(Beginning of Extracted entries)

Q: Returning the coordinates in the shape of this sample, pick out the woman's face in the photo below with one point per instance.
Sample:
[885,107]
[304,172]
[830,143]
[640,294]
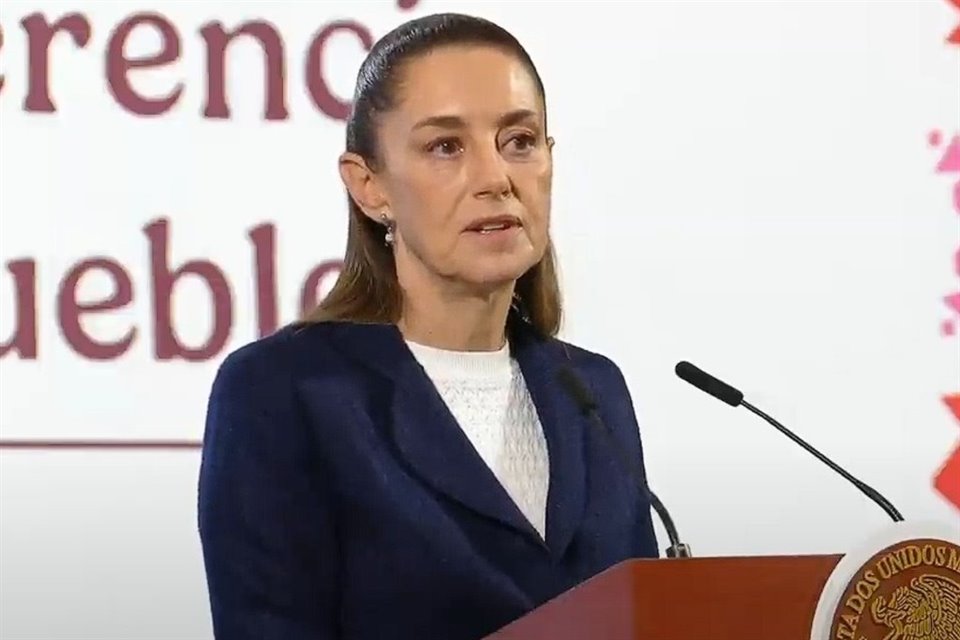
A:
[466,168]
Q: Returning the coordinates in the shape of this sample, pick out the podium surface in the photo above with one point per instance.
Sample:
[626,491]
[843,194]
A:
[723,598]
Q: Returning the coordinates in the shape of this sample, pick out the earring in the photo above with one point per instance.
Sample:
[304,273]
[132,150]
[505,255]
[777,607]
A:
[388,223]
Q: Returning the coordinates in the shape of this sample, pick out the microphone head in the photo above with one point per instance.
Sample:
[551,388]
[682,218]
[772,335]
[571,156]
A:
[578,389]
[708,384]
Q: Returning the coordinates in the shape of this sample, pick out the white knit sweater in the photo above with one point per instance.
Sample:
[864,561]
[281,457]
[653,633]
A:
[486,393]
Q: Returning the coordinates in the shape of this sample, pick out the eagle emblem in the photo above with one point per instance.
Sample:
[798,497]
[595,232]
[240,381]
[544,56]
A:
[927,609]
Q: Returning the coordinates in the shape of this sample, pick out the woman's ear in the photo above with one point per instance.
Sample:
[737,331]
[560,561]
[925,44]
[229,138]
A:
[362,184]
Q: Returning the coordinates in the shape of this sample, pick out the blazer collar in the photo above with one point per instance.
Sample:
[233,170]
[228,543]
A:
[437,450]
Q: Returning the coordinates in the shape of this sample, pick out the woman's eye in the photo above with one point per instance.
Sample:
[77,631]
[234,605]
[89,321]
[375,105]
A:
[522,142]
[445,147]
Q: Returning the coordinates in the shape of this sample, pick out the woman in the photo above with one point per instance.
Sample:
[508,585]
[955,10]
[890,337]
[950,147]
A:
[404,462]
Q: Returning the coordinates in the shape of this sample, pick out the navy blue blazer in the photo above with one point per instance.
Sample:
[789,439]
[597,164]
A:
[339,499]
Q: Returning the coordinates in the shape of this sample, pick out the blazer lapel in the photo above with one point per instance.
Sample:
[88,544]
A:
[540,361]
[426,433]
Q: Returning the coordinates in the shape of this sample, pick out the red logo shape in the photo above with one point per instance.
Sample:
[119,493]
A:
[947,480]
[954,38]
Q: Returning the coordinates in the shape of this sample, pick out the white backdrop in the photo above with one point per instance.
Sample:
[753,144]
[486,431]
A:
[752,186]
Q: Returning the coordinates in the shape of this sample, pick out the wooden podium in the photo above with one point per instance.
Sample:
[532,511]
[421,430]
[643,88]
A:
[736,598]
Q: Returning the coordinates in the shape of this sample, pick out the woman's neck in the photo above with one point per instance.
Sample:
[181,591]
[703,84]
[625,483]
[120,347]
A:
[456,321]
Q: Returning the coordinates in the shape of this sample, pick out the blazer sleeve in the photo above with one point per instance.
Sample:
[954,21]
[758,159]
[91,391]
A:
[265,518]
[623,415]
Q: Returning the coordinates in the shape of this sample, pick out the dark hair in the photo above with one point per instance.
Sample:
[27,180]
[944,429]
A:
[367,289]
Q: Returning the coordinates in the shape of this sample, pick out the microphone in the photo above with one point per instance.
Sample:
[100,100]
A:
[733,397]
[589,408]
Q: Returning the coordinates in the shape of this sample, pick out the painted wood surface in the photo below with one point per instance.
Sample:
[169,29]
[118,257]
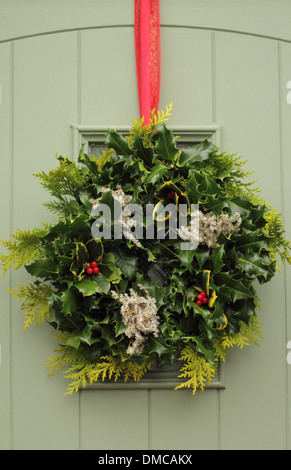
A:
[87,77]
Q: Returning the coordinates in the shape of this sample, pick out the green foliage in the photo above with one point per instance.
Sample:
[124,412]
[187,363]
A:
[33,301]
[148,167]
[196,369]
[23,248]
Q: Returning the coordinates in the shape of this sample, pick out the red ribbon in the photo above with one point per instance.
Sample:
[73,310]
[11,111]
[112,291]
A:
[148,55]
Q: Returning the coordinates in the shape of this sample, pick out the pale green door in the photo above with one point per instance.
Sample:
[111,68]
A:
[67,65]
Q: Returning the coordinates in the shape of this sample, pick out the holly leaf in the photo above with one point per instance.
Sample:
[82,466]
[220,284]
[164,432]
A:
[125,261]
[238,204]
[251,241]
[43,267]
[166,144]
[216,258]
[99,284]
[232,289]
[95,249]
[143,152]
[254,264]
[69,301]
[197,153]
[118,143]
[155,174]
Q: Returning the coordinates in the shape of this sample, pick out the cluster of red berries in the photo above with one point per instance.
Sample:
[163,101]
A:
[201,298]
[171,194]
[92,268]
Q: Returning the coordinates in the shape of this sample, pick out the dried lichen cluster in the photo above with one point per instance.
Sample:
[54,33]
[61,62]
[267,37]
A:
[139,314]
[206,228]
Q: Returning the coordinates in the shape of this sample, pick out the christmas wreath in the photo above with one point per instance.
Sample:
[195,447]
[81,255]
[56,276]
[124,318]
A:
[121,301]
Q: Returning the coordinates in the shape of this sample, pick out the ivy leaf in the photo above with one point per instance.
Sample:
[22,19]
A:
[166,144]
[209,353]
[232,289]
[84,336]
[216,258]
[238,204]
[159,346]
[118,143]
[251,241]
[192,188]
[253,264]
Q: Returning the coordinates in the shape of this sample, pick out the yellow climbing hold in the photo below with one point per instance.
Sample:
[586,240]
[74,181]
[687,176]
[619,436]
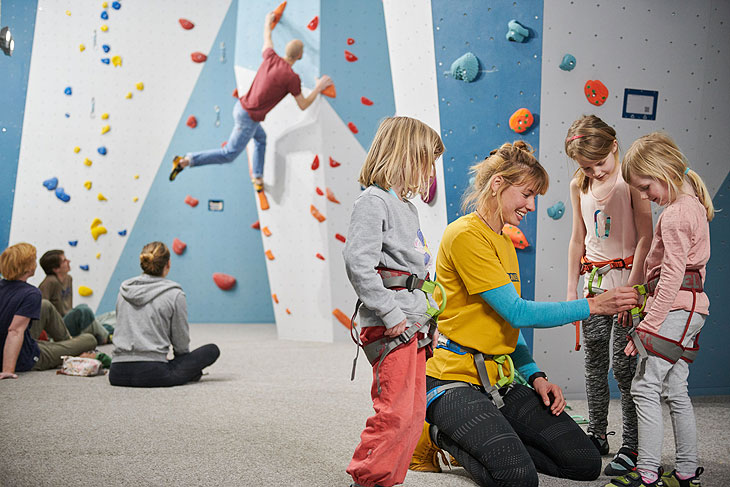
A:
[85,291]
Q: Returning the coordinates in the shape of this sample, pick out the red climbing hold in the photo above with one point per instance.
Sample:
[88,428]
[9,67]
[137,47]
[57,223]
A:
[224,281]
[186,24]
[198,57]
[178,246]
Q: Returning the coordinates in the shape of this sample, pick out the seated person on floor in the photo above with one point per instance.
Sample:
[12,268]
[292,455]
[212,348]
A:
[57,288]
[24,315]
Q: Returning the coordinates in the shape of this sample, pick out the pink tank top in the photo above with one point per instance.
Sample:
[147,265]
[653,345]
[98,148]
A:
[610,230]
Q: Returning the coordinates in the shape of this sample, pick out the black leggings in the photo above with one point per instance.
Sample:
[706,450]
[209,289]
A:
[178,371]
[508,446]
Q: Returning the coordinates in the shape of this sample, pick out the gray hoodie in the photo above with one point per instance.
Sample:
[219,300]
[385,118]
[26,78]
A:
[152,314]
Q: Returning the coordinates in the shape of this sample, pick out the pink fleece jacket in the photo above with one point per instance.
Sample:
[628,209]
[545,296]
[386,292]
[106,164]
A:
[681,241]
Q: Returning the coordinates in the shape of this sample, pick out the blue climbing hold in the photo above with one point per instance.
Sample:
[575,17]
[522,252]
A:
[50,184]
[568,62]
[516,32]
[465,68]
[557,210]
[61,195]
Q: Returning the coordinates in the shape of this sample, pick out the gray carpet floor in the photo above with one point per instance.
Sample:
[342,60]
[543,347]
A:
[268,413]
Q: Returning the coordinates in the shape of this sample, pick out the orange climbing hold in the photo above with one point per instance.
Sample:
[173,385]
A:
[515,234]
[278,13]
[316,214]
[178,246]
[224,281]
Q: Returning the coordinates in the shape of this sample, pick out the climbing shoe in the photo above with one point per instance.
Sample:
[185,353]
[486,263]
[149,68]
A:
[671,479]
[623,463]
[176,167]
[601,441]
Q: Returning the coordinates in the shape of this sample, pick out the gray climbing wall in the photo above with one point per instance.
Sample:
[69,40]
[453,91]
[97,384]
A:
[677,48]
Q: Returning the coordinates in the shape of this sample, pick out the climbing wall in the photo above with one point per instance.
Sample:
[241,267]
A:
[676,48]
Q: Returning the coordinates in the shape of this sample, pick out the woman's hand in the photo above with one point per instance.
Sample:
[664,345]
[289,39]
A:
[396,330]
[545,389]
[614,301]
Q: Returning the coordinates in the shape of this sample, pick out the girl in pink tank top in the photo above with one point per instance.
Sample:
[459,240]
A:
[611,232]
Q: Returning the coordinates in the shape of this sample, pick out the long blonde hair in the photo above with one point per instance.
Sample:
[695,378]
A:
[402,154]
[591,139]
[656,156]
[516,164]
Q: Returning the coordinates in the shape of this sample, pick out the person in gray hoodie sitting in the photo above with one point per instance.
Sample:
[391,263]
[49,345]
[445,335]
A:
[152,315]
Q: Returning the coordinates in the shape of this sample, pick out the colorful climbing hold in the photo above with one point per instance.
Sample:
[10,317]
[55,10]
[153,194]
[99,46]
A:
[178,246]
[316,214]
[186,24]
[596,92]
[465,68]
[51,184]
[85,291]
[198,57]
[61,195]
[568,62]
[515,32]
[521,120]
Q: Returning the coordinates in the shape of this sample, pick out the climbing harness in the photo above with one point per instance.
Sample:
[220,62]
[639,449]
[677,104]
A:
[655,344]
[377,350]
[596,270]
[492,390]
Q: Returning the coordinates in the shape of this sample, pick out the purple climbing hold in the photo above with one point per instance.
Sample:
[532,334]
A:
[50,184]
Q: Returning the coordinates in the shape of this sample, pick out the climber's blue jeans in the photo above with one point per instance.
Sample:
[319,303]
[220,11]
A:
[243,130]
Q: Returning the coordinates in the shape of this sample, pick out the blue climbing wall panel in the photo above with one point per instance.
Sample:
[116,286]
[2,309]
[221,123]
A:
[217,241]
[20,17]
[474,116]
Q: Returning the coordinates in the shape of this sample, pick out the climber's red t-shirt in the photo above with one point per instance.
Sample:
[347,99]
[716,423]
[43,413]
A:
[272,82]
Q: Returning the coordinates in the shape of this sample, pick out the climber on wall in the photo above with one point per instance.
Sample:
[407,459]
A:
[274,79]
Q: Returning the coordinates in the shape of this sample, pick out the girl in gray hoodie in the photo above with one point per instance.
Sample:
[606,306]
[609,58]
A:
[152,315]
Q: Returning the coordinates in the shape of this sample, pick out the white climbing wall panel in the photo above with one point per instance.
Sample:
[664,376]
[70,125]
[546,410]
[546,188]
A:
[677,48]
[155,51]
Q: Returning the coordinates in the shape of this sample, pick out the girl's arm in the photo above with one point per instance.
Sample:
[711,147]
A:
[644,233]
[576,248]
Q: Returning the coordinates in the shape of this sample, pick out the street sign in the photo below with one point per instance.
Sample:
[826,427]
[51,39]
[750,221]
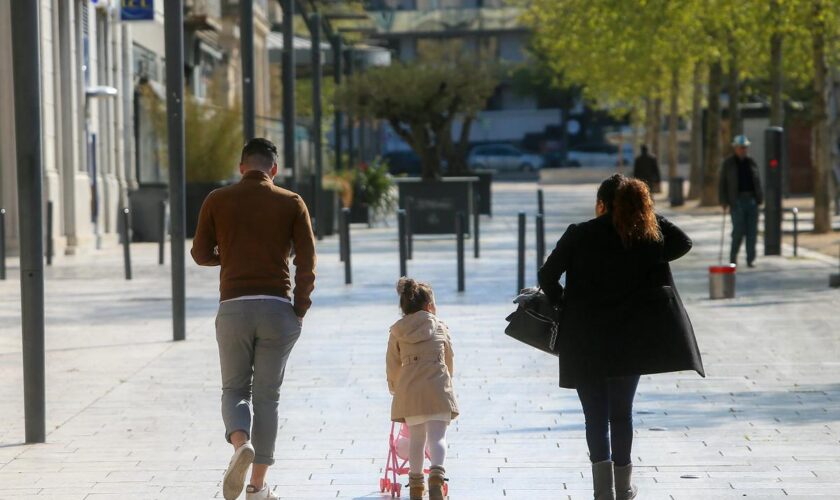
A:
[137,10]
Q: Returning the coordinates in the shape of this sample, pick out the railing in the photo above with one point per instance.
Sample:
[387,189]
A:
[448,20]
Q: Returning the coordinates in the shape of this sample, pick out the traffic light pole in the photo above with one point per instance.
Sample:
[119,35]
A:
[174,41]
[27,92]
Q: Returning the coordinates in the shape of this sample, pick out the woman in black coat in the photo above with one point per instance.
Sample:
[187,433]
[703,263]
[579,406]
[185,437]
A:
[621,318]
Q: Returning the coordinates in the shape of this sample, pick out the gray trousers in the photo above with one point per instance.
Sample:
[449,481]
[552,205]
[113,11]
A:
[744,223]
[255,338]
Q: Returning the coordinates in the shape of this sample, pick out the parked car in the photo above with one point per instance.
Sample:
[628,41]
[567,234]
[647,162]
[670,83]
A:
[503,157]
[555,159]
[403,163]
[600,155]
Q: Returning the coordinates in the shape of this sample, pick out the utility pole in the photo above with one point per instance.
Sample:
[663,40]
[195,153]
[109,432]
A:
[317,125]
[338,70]
[289,86]
[27,92]
[174,42]
[246,40]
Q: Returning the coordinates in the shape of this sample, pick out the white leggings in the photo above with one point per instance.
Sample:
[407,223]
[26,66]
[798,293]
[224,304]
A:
[432,432]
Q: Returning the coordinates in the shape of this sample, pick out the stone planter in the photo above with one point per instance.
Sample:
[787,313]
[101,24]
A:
[329,205]
[144,203]
[196,193]
[436,203]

(End of Extracted entries)

• [What the task asks]
Search the records above for the string "hoodie". Copy every line that contains it.

• [Solution to this task]
Q: Returning the coordinates in the shape of this sample, pick out the gray hoodie in the photo above with one point per instance.
Q: Returning the coordinates in the shape of this sample, pick out the person in gray hoodie sitting in the photo above with one point per instance.
Q: Returning the coordinates in the shape of this sample, pick out the girl in gray hoodie in the photo above with one point per instance.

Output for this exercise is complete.